*Source data*
════

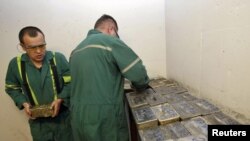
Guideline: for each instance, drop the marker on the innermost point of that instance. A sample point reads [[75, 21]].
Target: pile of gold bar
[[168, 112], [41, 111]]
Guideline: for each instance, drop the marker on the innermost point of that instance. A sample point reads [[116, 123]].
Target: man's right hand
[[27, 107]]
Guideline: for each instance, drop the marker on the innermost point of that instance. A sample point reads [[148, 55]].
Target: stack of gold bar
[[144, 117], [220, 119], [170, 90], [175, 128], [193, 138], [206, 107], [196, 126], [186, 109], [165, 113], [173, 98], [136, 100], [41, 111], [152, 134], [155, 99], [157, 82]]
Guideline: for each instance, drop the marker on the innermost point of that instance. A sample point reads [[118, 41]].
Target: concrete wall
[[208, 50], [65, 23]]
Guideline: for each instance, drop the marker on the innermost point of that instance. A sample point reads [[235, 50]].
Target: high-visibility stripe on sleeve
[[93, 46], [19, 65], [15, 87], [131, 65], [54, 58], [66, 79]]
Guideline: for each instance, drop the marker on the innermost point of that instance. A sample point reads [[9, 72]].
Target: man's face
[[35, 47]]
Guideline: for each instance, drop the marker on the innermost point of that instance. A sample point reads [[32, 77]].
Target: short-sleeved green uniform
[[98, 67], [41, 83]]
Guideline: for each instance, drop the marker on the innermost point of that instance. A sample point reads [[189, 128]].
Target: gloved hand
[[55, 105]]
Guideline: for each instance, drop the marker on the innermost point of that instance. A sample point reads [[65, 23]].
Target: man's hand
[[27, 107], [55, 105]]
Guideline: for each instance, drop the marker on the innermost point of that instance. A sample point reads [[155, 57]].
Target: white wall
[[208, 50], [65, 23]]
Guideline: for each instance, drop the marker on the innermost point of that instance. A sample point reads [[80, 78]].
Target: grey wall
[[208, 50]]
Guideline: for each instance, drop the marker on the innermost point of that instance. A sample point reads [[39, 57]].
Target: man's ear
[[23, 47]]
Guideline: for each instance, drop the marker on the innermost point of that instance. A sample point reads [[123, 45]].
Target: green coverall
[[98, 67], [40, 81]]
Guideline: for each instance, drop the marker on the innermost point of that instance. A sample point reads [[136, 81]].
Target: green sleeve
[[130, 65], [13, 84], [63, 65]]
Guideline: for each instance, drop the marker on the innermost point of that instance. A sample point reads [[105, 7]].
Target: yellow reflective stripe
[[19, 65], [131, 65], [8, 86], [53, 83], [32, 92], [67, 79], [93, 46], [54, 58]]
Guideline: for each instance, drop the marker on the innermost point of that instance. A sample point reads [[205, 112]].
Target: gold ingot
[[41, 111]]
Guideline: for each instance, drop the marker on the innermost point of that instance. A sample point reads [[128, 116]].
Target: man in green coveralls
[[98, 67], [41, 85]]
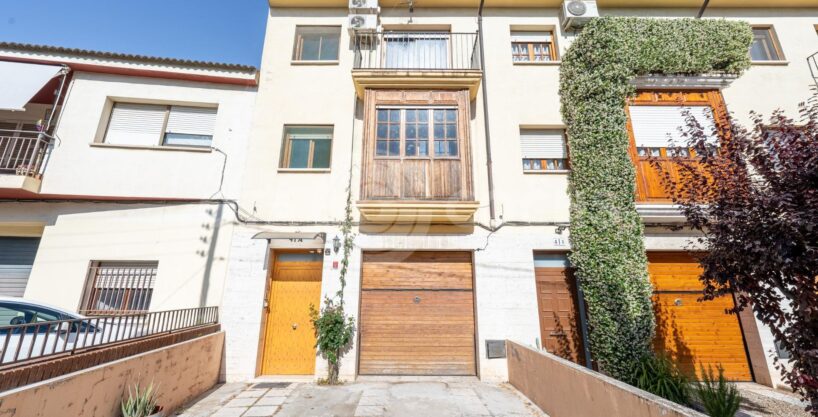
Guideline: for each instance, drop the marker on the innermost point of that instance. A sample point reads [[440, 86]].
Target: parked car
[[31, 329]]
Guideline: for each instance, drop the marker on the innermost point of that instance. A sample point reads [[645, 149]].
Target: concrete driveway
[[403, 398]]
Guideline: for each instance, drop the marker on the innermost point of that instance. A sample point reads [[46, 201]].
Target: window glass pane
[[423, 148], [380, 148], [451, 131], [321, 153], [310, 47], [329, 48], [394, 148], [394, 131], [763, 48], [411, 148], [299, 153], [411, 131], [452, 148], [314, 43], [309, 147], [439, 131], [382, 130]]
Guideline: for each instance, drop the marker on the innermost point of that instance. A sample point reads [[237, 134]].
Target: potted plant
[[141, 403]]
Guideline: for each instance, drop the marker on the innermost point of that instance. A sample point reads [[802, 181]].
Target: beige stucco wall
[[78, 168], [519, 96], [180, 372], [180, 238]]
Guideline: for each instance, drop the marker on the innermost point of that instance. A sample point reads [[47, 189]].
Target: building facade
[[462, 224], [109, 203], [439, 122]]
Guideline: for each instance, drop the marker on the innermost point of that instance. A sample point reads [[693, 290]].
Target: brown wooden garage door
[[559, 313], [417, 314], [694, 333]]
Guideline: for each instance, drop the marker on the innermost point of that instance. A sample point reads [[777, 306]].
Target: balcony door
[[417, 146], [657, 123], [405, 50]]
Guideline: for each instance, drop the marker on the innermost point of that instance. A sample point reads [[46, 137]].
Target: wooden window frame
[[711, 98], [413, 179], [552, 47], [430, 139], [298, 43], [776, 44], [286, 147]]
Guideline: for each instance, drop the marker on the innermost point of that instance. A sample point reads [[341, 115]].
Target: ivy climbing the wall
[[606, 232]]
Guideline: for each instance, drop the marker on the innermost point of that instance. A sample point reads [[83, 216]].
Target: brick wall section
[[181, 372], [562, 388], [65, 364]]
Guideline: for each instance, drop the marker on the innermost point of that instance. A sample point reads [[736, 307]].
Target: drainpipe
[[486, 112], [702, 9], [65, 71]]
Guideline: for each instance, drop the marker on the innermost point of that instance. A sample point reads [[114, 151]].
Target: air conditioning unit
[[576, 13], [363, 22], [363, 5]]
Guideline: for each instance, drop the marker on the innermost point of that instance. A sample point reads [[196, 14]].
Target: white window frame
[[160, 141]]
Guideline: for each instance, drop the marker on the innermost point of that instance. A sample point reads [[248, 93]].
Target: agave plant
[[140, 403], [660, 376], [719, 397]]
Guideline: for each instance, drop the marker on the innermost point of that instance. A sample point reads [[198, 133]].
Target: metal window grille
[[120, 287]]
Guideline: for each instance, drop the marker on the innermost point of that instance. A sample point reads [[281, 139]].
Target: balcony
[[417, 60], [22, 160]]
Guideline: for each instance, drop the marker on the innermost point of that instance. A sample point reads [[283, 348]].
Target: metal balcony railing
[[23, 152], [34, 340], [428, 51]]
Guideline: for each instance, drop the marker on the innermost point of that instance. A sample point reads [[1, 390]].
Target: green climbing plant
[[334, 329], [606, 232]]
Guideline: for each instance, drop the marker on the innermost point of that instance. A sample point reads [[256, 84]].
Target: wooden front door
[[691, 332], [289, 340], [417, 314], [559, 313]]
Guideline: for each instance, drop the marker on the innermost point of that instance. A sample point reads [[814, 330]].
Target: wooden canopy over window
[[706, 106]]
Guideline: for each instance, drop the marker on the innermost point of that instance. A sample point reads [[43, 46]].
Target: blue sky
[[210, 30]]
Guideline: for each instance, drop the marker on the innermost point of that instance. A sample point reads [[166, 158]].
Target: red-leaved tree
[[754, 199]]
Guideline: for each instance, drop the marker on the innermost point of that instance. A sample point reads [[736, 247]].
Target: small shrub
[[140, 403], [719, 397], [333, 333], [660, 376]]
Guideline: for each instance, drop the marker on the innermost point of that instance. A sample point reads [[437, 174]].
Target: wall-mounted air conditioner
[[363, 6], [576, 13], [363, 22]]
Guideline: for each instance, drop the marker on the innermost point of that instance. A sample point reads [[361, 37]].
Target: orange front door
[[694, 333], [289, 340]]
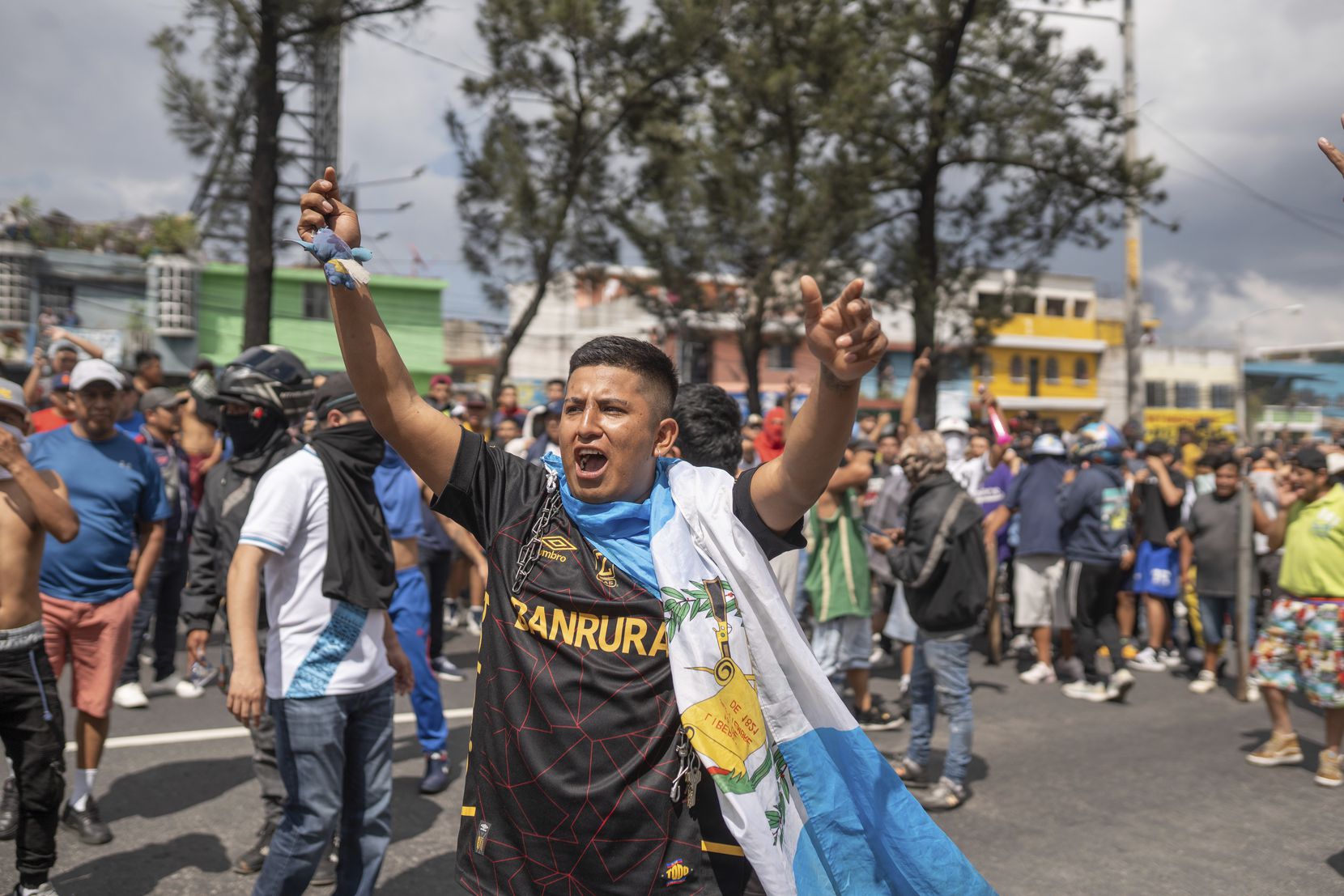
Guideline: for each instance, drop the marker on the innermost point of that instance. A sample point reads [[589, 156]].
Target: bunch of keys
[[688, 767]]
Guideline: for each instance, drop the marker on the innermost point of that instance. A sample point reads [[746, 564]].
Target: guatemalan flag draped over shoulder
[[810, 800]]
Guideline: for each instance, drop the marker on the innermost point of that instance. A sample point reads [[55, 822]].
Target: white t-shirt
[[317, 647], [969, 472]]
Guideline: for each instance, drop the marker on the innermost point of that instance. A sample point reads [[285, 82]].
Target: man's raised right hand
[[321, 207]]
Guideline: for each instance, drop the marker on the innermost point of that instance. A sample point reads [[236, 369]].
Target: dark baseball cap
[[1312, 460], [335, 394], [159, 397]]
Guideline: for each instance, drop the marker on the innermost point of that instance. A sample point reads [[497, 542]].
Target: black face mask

════

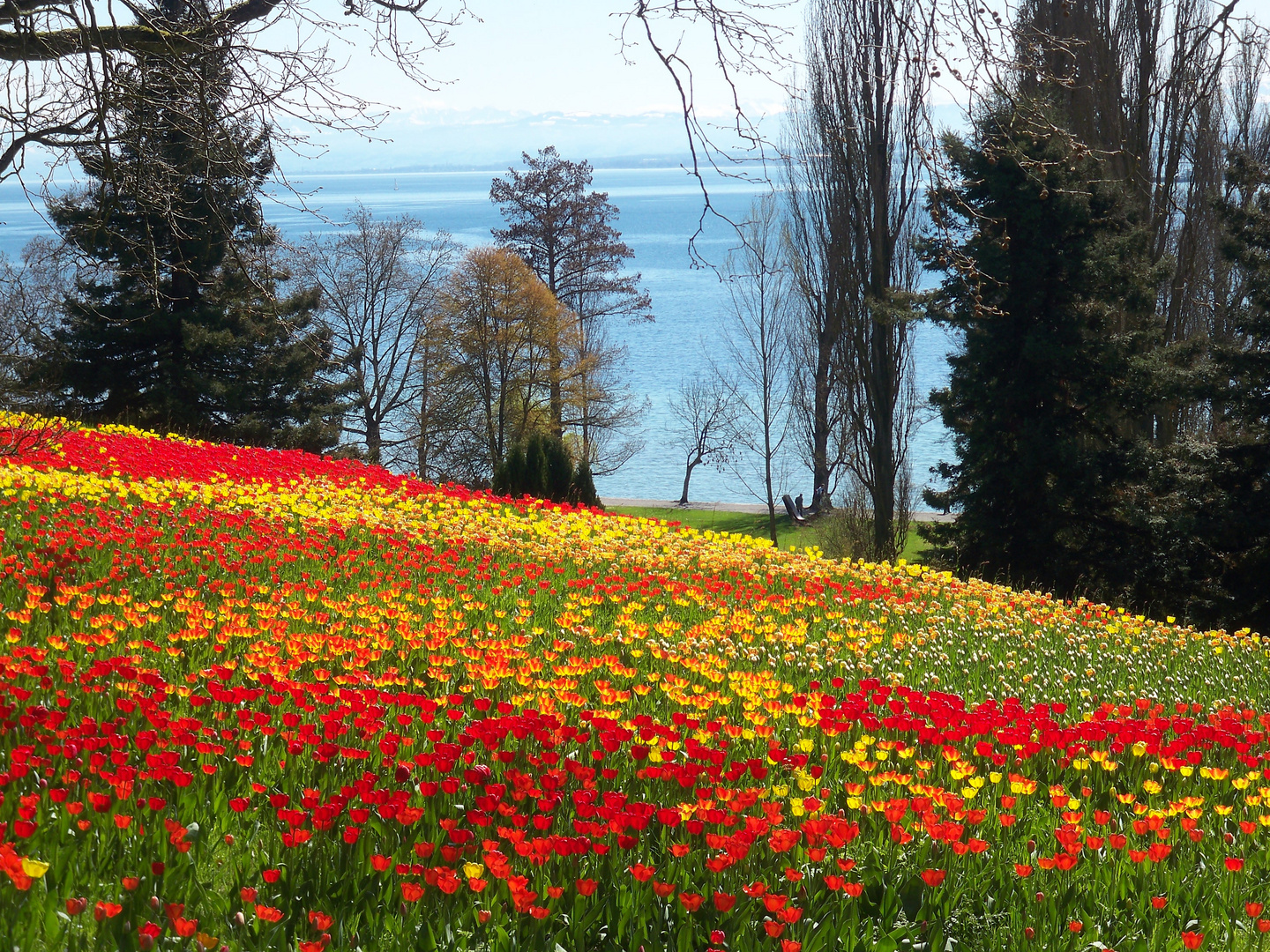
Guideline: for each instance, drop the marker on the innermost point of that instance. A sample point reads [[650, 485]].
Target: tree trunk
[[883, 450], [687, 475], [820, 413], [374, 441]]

════

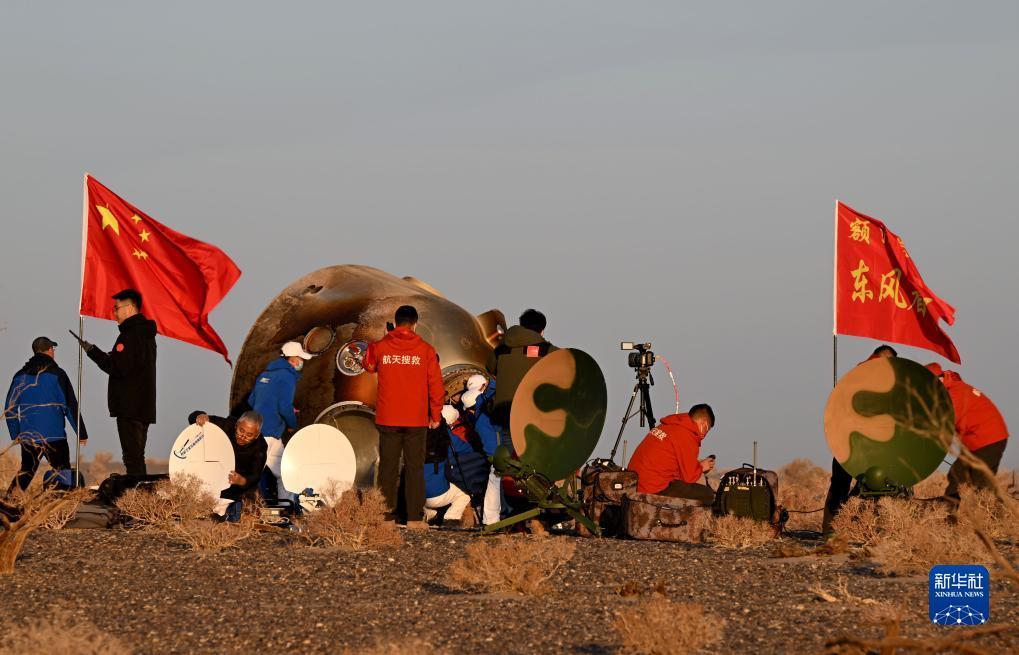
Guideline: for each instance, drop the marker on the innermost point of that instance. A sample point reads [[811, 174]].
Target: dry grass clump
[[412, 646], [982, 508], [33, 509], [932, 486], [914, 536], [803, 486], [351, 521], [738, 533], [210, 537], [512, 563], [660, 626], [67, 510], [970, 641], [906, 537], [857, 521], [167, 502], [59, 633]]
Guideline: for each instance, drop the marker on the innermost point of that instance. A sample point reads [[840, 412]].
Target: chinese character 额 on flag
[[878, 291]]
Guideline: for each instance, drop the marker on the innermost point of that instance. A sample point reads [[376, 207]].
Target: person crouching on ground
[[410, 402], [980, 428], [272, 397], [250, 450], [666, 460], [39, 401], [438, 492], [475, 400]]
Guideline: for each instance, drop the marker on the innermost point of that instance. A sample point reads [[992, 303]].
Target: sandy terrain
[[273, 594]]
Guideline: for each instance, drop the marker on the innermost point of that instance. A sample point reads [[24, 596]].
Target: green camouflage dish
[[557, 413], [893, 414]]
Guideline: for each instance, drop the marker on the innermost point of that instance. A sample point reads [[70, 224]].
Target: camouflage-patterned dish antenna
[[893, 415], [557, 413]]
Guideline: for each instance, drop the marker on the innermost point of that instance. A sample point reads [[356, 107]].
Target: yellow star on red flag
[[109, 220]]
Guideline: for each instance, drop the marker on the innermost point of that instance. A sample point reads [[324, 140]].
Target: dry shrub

════

*Required work*
Copy out the lines above exactly, beginning at the one that contains "reads [[376, 207]]." and ending at the one that contains "Target: dry shrub".

*Task answer*
Guideline: for each instance, drop the marker on the innermost point of that instance. A sample point reads [[376, 207]].
Target: person crouching on ground
[[410, 402], [980, 428], [272, 397], [250, 450], [666, 460], [39, 401], [438, 492], [475, 400]]
Guideline: for each instance, drop the marker on the innermost point of that instance. A sample point reads [[992, 303]].
Target: sandy terrain
[[273, 594]]
Guideline: for each instance, drop the marker on the innermost point of that instance. A sample point reads [[24, 596]].
Target: green camouflage dish
[[557, 413], [893, 414]]
Guideline: for each instance, drop the marker on the innermost point of that instance. A sample point reads [[70, 224]].
Target: camouflage-patterned dish antenna
[[893, 415], [557, 413]]
Guideline: for each instance, drop the marker on the innermost point of that instance. A sample point reads [[356, 107]].
Target: yellow star on red flag
[[109, 220]]
Guideline: for each instance, drop the marker on the innermost point of that instance. A sample point reads [[324, 140]].
Target: dry shrub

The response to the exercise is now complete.